* _STORED RECORDS_
☆ ☆ ☆ ☆ ☆

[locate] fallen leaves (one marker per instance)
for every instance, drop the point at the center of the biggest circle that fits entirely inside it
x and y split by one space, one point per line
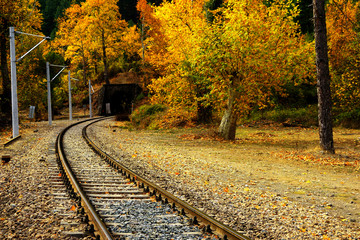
334 160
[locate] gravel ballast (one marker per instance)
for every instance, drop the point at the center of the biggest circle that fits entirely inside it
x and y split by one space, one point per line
221 189
28 209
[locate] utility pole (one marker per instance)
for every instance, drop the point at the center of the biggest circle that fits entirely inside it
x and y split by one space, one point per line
90 103
70 103
13 61
14 101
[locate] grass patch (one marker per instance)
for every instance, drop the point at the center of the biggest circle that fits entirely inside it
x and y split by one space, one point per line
304 117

☆ ☆ ☆ ☆ ☆

Rewrite the whole listing above with "utility pole" changed to "telephone pole" and everything else kept the same, leaving out the pictures.

[locate] fallen leaves (one marker per instance)
for every instance, drop the point at the center of the biggest circle that fits entirely inside it
x and y split by one space, one point per line
334 160
[locate] gravel ballast (one marker per instance)
for every instance, drop the point at the center of the biggest circle that fits entirely inside it
x and y split by one space, one point per line
221 189
28 209
[locate] telephone pole (one marker per instance)
for every instance, drop the point at the center of the biggest circle that fits entirely inside it
x and y split by one space, one point per line
90 103
70 103
13 61
14 101
[locate] grass patch (one marker per instance)
for every instance, drop the point at the center of the biggest circle that fits entirely inside it
x and y split by one space, one point per line
304 117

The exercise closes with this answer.